─── Records shown

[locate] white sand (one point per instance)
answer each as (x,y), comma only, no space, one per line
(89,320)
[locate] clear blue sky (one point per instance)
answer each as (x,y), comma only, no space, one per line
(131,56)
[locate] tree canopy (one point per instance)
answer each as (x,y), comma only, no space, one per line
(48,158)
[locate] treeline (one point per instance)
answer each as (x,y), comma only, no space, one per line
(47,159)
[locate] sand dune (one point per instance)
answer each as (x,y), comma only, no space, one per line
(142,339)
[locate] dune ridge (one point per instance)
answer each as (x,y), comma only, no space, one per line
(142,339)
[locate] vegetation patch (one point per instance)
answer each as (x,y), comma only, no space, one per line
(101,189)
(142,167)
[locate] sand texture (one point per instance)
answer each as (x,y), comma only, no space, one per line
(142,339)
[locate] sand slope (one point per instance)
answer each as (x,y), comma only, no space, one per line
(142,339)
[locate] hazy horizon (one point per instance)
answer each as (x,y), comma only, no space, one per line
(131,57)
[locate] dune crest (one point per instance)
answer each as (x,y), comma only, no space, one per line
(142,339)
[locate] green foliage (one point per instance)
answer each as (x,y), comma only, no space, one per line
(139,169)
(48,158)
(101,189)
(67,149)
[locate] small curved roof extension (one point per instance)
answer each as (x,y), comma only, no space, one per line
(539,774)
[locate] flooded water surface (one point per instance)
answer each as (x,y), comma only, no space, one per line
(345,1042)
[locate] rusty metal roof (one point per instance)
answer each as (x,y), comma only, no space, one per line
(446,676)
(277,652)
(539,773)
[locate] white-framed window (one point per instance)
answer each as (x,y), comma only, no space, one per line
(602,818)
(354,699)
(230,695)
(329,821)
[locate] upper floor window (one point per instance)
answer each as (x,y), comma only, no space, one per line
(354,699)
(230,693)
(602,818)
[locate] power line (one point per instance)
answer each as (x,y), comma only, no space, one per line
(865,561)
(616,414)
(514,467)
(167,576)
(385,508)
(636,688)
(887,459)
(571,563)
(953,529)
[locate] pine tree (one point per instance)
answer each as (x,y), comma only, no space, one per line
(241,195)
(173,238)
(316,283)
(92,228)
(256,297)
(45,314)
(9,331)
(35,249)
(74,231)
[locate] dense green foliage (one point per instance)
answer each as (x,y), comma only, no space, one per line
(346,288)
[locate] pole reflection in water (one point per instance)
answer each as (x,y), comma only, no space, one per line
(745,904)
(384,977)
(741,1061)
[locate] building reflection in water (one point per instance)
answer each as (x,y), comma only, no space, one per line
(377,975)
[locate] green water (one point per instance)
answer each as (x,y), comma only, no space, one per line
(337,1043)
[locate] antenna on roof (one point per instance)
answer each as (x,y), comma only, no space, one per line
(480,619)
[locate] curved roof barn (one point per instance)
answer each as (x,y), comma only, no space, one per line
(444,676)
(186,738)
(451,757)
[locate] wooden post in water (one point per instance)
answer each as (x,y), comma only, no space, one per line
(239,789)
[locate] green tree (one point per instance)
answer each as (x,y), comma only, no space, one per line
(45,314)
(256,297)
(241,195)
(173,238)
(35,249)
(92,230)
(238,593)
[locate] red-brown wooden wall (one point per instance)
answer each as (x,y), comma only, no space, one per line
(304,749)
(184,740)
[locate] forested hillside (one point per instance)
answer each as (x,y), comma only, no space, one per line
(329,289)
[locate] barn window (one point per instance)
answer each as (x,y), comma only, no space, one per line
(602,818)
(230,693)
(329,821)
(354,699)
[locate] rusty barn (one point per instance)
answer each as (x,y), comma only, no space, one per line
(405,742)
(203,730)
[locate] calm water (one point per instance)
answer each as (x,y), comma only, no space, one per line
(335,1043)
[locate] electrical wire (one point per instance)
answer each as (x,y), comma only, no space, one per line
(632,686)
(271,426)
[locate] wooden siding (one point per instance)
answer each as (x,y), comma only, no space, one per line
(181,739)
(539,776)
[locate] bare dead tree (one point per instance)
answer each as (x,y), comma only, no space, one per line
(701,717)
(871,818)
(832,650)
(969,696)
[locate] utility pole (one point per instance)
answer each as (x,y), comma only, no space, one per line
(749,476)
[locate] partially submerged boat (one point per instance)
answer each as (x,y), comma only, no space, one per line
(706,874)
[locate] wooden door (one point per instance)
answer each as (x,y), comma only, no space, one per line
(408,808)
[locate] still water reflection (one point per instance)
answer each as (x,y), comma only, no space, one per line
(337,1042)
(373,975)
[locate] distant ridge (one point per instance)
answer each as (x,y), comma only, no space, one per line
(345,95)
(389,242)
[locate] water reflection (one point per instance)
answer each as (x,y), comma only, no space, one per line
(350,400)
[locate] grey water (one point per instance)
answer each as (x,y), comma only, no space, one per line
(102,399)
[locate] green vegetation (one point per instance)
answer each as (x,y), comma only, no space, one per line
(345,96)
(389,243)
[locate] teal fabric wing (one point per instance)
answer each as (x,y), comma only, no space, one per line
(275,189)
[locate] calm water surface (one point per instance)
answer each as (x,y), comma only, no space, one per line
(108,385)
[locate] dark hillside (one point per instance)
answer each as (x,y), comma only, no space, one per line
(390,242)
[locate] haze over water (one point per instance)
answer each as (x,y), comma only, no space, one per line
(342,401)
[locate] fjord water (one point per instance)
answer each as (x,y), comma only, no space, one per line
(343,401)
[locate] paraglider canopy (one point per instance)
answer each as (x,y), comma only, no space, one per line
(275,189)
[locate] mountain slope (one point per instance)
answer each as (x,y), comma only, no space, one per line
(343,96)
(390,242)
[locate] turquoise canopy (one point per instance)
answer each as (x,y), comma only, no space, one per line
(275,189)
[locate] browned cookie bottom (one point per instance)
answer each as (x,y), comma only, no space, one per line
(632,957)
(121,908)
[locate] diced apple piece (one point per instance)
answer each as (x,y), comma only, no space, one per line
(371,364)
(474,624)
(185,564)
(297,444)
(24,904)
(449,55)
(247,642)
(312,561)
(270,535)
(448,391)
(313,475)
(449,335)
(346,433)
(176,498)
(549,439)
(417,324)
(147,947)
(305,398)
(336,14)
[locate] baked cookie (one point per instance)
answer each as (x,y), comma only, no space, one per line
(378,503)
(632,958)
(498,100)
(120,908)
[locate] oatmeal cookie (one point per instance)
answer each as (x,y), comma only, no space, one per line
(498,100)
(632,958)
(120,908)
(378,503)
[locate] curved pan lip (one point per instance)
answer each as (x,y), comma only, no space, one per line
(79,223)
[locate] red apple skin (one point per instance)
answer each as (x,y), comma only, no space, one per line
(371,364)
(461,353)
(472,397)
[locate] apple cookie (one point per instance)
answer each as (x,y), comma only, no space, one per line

──────

## Given problem
Write every line of the material above again, exactly.

## Result of this exercise
[locate] white sand (one point per instance)
answer each as (x,y), comma only, no space, one per line
(89,320)
[locate] clear blue sky (one point per instance)
answer each as (x,y), comma only, no space, one per line
(131,56)
[locate] tree canopy (one point per instance)
answer each as (x,y), comma only, no space, one per line
(48,158)
[locate] treeline (one point per instance)
answer each as (x,y), comma only, no space, one per line
(47,159)
[locate] sand dune (one point per instance)
answer each as (x,y), comma only, no space, one per line
(142,339)
[locate] dune ridge (one point per instance)
answer each as (x,y), comma only, no space, one per line
(142,339)
[locate] vegetation patch (one point per instance)
answer each as (x,y), comma only, no space, one per line
(101,189)
(142,167)
[locate] sand texture (one point per instance)
answer each as (x,y), comma only, no space, one per line
(142,339)
[locate] sand slope (one point per instance)
answer each as (x,y), comma only, no space, one per line
(142,339)
[locate] hazy horizon (one point per instance)
answer each as (x,y), comma only, no space, one per line
(131,57)
[locate] dune crest (one point per instance)
answer each as (x,y), comma only, no space, one per line
(142,339)
[locate] green foliage (one point per instance)
answer each as (x,y), comma only, no space, one per line
(139,169)
(48,158)
(101,189)
(67,149)
[locate] small curved roof extension (one point per instance)
answer each as (x,y), comma only, no space, one per line
(539,774)
[locate] flooded water surface (one point per instance)
answer each as (x,y), comma only, no space, one per line
(345,1042)
[locate] rusty metal roof (one point per instance)
answer each as (x,y), comma only, no space, one per line
(446,676)
(277,652)
(539,773)
[locate] white-framed window (one point per instance)
answer each as (x,y), comma only, no space, one per line
(602,818)
(354,699)
(230,695)
(329,821)
[locate] upper floor window (one point per instance)
answer each as (x,y), comma only, no space, one per line
(354,699)
(230,693)
(602,818)
[locate] power line (one point per instance)
answer each as (x,y), comma only, no space, one per line
(865,561)
(616,414)
(514,467)
(167,576)
(385,508)
(636,688)
(887,459)
(571,563)
(953,529)
[locate] pine tree (one point per instance)
answer each as (x,y), comma only, no space, one per line
(241,195)
(173,238)
(316,283)
(92,228)
(256,297)
(45,314)
(9,331)
(35,249)
(74,231)
[locate] dense green foliage (one point per instance)
answer each as (x,y), comma only, no space, one per line
(346,288)
[locate] pole reflection in water (one point per instance)
answer each as (x,y), comma only, no space, one per line
(745,904)
(384,977)
(741,1061)
[locate] building reflection in water (one point per instance)
answer each as (x,y), comma only, no space, one per line
(377,975)
[locate] green water (one point per instance)
answer each as (x,y), comma only, no space, one per line
(337,1043)
[locate] antenna on roof (one point per instance)
answer each as (x,y), comma only, no space, one per line
(480,619)
[locate] curved roof barn (one point per instance)
answer each as (x,y), comma only, no space, one per line
(444,676)
(186,738)
(451,757)
[locate] wooden post in water (one point per instance)
answer each as (x,y), comma only, no space, one per line
(239,789)
[locate] green tree (one point per instance)
answer each as (x,y), comma only, no space, one per line
(45,314)
(256,297)
(241,195)
(173,238)
(35,249)
(92,230)
(238,593)
[locate] red-brown wooden wall (one point per instance)
answer each as (x,y), comma only, no space, one per line
(304,749)
(184,740)
[locate] forested hillside (one point per instance)
answer each as (x,y), comma only, no space, one per line
(329,289)
[locate] barn window (one point per instance)
answer each as (x,y), comma only, no space, one per line
(602,818)
(230,693)
(329,821)
(354,699)
[locate] rusty barn (one point per instance)
answer each as (x,y), comma only, no space, one per line
(405,742)
(203,730)
[locate] calm water (one point per instance)
answer each as (x,y), comma only, no space, one per line
(335,1043)
[locate] electrical wire (one point per instance)
answer each as (x,y), comma only, no space, one per line
(632,686)
(271,426)
[locate] wooden siding (one point per instance)
answer each as (x,y), comma only, no space, one per line
(181,739)
(539,776)
[locate] bare dead tree (one point per instance)
answer each as (x,y), comma only, no space, one per line
(701,717)
(871,818)
(832,650)
(969,696)
[locate] utility pole (one point per instance)
answer each as (x,y), comma only, no space, one per line
(749,476)
[locate] partially submerged boat (one point per instance)
answer each as (x,y), comma only, no space, one per line
(706,874)
[locate] wooden door (one point per instance)
answer each as (x,y), comma only, no space, one per line
(408,808)
[locate] still water reflection (one point per instance)
answer each as (x,y), comma only, no space, one per line
(337,1042)
(373,975)
[locate] distant ridge (one point per instance)
answer each as (x,y), comma only, no space, one per line
(345,95)
(389,242)
[locate] water reflection (one point per instance)
answer each as (x,y), comma only, no space, one per line
(350,400)
[locate] grey water (one point per instance)
answer each as (x,y), comma only, no space, one per line
(102,399)
[locate] green vegetation (one point per instance)
answer each as (x,y), comma only, no space, one per line
(345,96)
(389,243)
[locate] teal fabric wing (one point per instance)
answer each as (x,y), comma only, no space, one per line
(275,189)
[locate] calm water surface (one point per instance)
answer each as (x,y), comma only, no space, one per line
(108,385)
[locate] dark hillside (one point per instance)
answer each as (x,y), comma only, no space, one per line
(390,242)
[locate] haze over water (one point per instance)
answer each as (x,y), comma only, no space, one per line
(342,401)
[locate] fjord water (one point per instance)
answer each as (x,y), comma only, no space, one per line
(343,401)
[locate] paraglider canopy (one point per instance)
answer each as (x,y), comma only, no space, one per line
(275,189)
[locate] mountain slope (one point per instance)
answer each as (x,y), comma only, no space, one per line
(343,96)
(390,242)
[locate] turquoise canopy (one point per instance)
answer each as (x,y), comma only, no space, one per line
(275,189)
[locate] browned cookie bottom (one point per instance)
answer each as (x,y), comma only, no space, one per line
(632,957)
(121,908)
[locate] diced apple piece (one point per instance)
answer each as (x,y), comma only, no space, one per line
(371,364)
(474,624)
(185,564)
(297,444)
(24,904)
(449,55)
(247,642)
(312,561)
(270,535)
(448,391)
(313,475)
(449,335)
(346,433)
(176,498)
(549,439)
(417,324)
(147,947)
(305,398)
(336,14)
[locate] baked cookie (one point per instance)
answer each as (x,y), comma only, no space, one per line
(378,503)
(632,958)
(498,100)
(120,908)
[locate] oatmeal cookie (one point per instance)
answer each as (x,y), comma only, no space, one per line
(498,100)
(632,958)
(120,908)
(378,503)
[locate] curved pan lip (one point per instance)
answer each as (x,y), comma only, no space, one per line
(79,223)
[locate] red apple skin (one point per instance)
answer each as (x,y), comma only, no space, one per line
(371,364)
(461,353)
(472,397)
[locate] apple cookie (one point per instance)
answer each as (x,y), comma only, no space, one per line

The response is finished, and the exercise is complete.